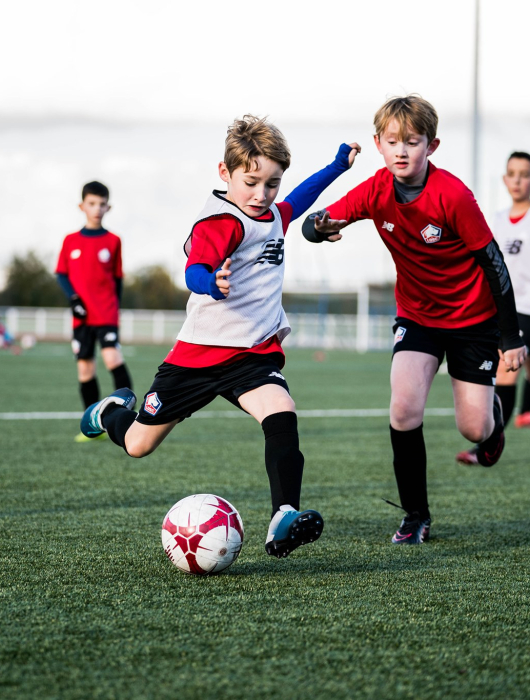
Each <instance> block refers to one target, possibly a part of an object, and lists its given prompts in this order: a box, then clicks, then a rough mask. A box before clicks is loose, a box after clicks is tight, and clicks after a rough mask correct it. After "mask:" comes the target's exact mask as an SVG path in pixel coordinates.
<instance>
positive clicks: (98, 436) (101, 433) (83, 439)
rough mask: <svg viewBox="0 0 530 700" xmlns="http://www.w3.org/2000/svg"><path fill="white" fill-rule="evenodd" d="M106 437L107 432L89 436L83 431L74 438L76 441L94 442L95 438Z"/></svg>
mask: <svg viewBox="0 0 530 700" xmlns="http://www.w3.org/2000/svg"><path fill="white" fill-rule="evenodd" d="M106 439H107V433H101V435H97V436H96V437H94V438H87V436H86V435H83V433H78V434H77V435H76V436H75V438H74V442H94V440H106Z"/></svg>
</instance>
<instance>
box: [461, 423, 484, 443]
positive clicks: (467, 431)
mask: <svg viewBox="0 0 530 700" xmlns="http://www.w3.org/2000/svg"><path fill="white" fill-rule="evenodd" d="M458 430H459V432H460V434H461V435H462V436H463V437H465V438H466V440H469V441H470V442H484V440H487V439H488V438H489V436H490V435H491V432H492V430H488V428H487V426H479V425H464V426H458Z"/></svg>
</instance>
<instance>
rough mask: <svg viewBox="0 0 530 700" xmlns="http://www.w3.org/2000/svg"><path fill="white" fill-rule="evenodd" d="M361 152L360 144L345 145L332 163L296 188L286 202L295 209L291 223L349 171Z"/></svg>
mask: <svg viewBox="0 0 530 700" xmlns="http://www.w3.org/2000/svg"><path fill="white" fill-rule="evenodd" d="M360 152H361V147H360V146H359V144H358V143H350V144H346V143H343V144H342V145H341V146H340V148H339V150H338V153H337V155H336V156H335V160H334V161H333V162H332V163H330V164H329V165H326V167H325V168H323V169H322V170H319V171H318V172H317V173H314V174H313V175H311V176H310V177H308V178H307V180H304V181H303V182H302V183H301V184H300V185H298V187H295V188H294V190H293V191H292V192H291V193H290V194H288V195H287V197H286V198H285V201H286V202H288V203H289V204H290V205H291V207H292V209H293V213H292V215H291V221H294V220H295V219H297V218H298V217H299V216H301V215H302V214H303V213H304V212H306V211H307V210H308V209H309V207H311V206H312V205H313V204H314V203H315V202H316V200H317V199H318V197H319V196H320V195H321V194H322V192H323V191H324V190H325V189H326V187H328V186H329V185H331V183H332V182H334V181H335V180H336V179H337V178H338V177H339V175H342V173H344V172H346V170H349V169H350V168H351V166H352V165H353V162H354V160H355V156H356V155H357V154H358V153H360Z"/></svg>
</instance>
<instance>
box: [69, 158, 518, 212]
mask: <svg viewBox="0 0 530 700" xmlns="http://www.w3.org/2000/svg"><path fill="white" fill-rule="evenodd" d="M529 158H530V156H529ZM89 194H95V195H97V196H98V197H105V198H106V199H108V198H109V188H108V187H106V186H105V185H103V184H101V182H98V181H97V180H94V182H87V184H86V185H85V186H84V187H83V189H82V191H81V200H82V201H84V200H85V197H86V196H87V195H89Z"/></svg>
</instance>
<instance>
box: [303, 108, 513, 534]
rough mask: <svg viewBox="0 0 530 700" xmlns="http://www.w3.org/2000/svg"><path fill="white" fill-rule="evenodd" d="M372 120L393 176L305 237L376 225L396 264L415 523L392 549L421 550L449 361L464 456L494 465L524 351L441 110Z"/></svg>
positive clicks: (391, 441)
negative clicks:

+++

• **WHAT YOU SHOULD DO**
Your task is to reproduce the entries above word for word, from the first line through the line with "positive clicks: (98, 436)", and please leave out any pictures.

• **OUTPUT**
Each <instance> block refers to one target, possibly a part of an object, and lists its given prompts in this order: a box, then clicks, then a rough mask. A box before clicks is loose, a box after clicks is tight, and clicks after a rough mask correct it. After "mask:" comes the target's exact mask as an SVG path in pixel coordinates.
<instance>
positive clicks: (98, 436) (101, 433) (83, 439)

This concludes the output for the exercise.